### Raw data ###

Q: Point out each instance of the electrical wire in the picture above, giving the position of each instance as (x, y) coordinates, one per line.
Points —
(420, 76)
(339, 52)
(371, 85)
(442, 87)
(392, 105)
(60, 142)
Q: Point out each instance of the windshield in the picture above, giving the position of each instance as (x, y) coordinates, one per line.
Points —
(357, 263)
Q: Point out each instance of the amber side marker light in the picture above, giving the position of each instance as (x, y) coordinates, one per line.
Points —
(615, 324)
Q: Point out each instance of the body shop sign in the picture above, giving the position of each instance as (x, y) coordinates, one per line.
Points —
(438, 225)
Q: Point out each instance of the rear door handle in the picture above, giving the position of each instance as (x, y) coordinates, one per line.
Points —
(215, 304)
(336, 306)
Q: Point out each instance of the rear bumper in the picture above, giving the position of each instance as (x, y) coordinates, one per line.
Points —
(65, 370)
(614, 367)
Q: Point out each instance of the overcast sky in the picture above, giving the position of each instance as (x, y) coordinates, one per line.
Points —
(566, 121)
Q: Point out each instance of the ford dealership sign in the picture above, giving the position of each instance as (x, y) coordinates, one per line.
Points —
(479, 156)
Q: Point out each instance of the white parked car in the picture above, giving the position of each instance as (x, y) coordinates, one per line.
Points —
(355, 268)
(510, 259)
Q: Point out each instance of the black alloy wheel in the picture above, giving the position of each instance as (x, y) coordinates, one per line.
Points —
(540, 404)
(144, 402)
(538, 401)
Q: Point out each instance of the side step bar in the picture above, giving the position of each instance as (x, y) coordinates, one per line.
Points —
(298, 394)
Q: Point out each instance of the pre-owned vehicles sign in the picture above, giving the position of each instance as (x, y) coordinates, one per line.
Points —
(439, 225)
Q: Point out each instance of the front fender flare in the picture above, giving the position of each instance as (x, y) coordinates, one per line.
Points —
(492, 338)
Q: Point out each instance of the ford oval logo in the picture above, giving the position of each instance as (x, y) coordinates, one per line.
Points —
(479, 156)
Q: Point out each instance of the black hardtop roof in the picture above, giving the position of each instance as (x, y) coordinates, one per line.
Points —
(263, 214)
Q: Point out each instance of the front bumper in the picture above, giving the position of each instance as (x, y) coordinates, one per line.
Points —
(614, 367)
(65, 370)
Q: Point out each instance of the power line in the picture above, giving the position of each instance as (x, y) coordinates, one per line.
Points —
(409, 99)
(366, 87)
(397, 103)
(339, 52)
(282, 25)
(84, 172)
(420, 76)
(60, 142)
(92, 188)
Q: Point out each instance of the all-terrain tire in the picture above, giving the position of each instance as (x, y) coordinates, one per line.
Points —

###

-- Try it --
Working from the listing above, pick out every line that has "black" and copy it.

-- Answer to the problem --
Q: Point out each instance of the black alloy wheel in the picture above, giving the position of each instance as (x, y) coordinates, one per line.
Q: Point out each instance of the black hardtop roof in the picture above, giving the position of each instance as (x, y) coordinates, one per line.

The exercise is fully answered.